::: CUPLIKAN HALAMAN
Untuk satu rangsel berisi baby lobster, kata Susi, bisa menghasilkan uang Rp1 miliar hingga Rp2 miliar.

“Waktu saya jadi Menteri, terungkap salah seorang eselon III di KKP memiliki uang Rp195 miliar hasil bisnis baby lobster,” tutur Susi.

Padahal, kata Susi, yang paling mudah untuk menggerakkan ekonomi rakyat adalah laut dengan hasil perikanannya.

Lalu, kata Susi, potensi kekayaan alam yang sangat menjanjikan itu dengan seenaknya dirusak. Dikeruk sumber daya alamnya.

Semasa jadi Menteri, Susi mengeluarkan regulasi tegas larangan penangkapan baby lobster. Hal itu menjadi kontroversi dari beberapa pihak.

“Resiko yang paling saya rasakan adalah dibenci orang atas regulasi larangan penangkapan baby lobster itu. Tapi saya tetap teguh pada pendirian agar laut Indonesia tetap terjaga,” terang Susi.
::::::
::: PETIKAN DATASET
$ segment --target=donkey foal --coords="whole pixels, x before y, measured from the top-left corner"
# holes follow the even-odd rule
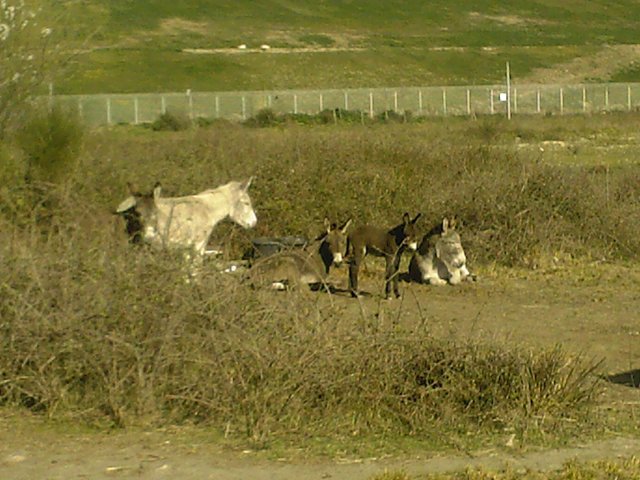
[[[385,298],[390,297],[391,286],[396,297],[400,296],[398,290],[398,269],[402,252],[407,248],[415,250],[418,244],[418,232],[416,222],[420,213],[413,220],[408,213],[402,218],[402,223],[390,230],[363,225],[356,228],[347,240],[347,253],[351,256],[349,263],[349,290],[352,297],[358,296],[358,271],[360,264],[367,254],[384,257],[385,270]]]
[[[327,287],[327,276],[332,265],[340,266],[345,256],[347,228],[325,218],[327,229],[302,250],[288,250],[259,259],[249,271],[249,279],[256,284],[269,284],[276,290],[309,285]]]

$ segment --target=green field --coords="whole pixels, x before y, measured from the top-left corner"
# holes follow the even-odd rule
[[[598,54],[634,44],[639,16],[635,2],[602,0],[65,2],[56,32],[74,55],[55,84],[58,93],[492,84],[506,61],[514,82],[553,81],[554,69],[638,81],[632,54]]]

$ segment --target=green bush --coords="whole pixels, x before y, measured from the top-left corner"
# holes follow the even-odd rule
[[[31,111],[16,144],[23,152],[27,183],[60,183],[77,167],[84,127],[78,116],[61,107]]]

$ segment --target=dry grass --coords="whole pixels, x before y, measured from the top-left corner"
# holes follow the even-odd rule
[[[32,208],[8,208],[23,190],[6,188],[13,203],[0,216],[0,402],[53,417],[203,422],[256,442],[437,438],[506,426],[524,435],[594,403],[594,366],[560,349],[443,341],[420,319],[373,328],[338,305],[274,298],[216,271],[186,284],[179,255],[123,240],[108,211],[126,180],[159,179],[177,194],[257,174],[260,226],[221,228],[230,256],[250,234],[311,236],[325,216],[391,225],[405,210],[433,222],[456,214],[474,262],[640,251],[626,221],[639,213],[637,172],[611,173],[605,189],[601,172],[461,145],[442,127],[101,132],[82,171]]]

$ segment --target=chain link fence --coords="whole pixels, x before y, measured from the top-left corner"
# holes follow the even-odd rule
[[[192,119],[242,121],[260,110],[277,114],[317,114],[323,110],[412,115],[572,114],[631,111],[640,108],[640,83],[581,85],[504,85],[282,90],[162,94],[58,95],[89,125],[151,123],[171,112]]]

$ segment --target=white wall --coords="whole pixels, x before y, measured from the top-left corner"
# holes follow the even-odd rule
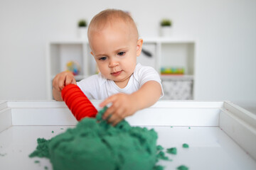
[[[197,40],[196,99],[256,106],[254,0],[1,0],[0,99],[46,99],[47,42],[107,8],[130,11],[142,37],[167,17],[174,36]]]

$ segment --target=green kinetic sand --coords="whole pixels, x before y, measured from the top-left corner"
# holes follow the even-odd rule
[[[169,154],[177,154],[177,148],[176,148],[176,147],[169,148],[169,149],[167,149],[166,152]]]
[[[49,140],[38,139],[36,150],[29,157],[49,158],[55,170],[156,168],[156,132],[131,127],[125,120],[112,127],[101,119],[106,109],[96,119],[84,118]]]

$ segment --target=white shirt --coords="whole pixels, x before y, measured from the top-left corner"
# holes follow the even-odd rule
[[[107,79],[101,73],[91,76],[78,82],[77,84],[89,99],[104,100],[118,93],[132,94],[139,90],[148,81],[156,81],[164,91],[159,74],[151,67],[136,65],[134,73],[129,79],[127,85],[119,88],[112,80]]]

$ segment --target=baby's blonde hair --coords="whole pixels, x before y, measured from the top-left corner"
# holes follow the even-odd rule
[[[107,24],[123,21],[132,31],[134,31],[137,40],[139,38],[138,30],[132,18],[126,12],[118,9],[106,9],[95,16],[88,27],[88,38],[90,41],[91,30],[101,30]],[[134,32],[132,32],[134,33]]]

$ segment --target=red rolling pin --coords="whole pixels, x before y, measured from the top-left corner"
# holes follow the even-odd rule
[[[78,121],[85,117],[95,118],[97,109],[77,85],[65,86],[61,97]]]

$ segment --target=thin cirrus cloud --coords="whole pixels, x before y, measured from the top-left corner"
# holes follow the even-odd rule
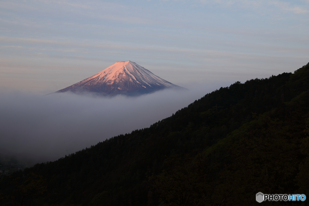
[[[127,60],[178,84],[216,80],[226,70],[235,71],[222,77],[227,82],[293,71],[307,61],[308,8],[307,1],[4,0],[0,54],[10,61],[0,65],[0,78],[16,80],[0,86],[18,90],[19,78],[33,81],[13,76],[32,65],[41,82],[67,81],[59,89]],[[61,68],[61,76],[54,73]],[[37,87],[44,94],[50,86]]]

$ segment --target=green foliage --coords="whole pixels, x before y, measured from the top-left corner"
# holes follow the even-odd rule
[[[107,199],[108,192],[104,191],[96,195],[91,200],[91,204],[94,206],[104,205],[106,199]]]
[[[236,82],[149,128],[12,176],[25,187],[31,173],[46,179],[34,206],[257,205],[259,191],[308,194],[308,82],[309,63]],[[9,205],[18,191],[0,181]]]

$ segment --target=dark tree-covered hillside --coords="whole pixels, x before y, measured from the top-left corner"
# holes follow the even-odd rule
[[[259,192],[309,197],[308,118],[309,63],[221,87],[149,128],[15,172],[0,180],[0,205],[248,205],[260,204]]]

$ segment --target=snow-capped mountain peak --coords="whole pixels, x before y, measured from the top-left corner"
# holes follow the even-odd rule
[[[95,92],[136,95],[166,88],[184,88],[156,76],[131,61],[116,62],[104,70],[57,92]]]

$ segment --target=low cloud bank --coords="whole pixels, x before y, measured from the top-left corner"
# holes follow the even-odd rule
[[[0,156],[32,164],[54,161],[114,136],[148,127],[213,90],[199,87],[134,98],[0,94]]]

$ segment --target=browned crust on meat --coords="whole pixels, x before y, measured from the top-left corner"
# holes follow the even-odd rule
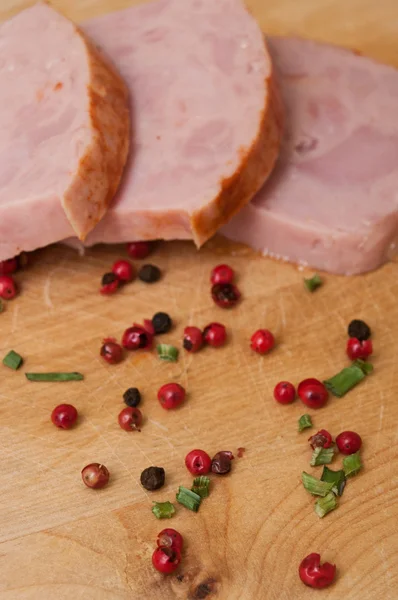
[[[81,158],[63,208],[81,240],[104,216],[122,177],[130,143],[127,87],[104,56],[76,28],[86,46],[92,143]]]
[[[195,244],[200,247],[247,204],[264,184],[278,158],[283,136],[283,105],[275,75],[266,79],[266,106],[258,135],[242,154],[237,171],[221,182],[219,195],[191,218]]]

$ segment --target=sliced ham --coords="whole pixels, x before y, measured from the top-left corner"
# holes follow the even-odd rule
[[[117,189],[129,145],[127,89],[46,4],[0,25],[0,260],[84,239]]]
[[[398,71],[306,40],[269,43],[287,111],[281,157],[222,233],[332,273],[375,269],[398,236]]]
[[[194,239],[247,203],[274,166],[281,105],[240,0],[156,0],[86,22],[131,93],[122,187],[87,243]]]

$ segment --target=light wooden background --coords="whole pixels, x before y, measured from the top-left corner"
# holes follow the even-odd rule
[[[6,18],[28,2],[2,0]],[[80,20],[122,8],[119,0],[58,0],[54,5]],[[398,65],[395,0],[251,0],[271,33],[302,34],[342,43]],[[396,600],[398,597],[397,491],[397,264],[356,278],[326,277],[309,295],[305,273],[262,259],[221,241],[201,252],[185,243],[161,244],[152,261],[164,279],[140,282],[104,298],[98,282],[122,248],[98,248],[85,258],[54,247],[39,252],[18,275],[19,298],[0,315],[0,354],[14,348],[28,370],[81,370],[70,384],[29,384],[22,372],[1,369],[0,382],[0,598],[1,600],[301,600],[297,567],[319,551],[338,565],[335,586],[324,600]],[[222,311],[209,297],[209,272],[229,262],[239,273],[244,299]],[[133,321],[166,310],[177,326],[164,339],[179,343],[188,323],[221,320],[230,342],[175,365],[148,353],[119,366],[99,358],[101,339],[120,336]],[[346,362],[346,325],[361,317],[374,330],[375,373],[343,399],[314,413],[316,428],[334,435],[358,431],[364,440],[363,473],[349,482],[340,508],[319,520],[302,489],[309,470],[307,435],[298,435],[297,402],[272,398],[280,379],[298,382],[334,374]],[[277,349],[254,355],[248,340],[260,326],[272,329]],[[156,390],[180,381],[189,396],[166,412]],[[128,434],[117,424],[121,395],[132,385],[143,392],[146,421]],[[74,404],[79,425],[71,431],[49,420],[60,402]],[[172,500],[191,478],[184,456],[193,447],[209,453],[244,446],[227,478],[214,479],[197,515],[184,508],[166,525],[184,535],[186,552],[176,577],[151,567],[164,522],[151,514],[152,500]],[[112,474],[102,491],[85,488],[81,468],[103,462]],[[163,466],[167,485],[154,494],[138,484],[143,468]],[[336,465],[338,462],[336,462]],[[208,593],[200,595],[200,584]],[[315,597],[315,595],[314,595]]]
::::::
YANG PERLU DIKERJAKAN =>
1 - Bagaimana bunyi paragraf yang diawali "Semasa jadi Menteri" dalam teks tentang baby lobster jika diringkas menjadi satu kalimat?
2 - Bisakah Anda menyalin tanpa perubahan bentangan teks tentang baby lobster dari "Untuk satu rangsel" hingga "sumber daya alamnya."?

JAWABAN =>
1 - Saat menjabat Menteri, Susi menerbitkan regulasi tegas yang melarang penangkapan baby lobster, dan aturan itu menuai kontroversi dari beberapa pihak.

2 -
Untuk satu rangsel berisi baby lobster, kata Susi, bisa menghasilkan uang Rp1 miliar hingga Rp2 miliar.

“Waktu saya jadi Menteri, terungkap salah seorang eselon III di KKP memiliki uang Rp195 miliar hasil bisnis baby lobster,” tutur Susi.

Padahal, kata Susi, yang paling mudah untuk menggerakkan ekonomi rakyat adalah laut dengan hasil perikanannya.

Lalu, kata Susi, potensi kekayaan alam yang sangat menjanjikan itu dengan seenaknya dirusak. Dikeruk sumber daya alamnya.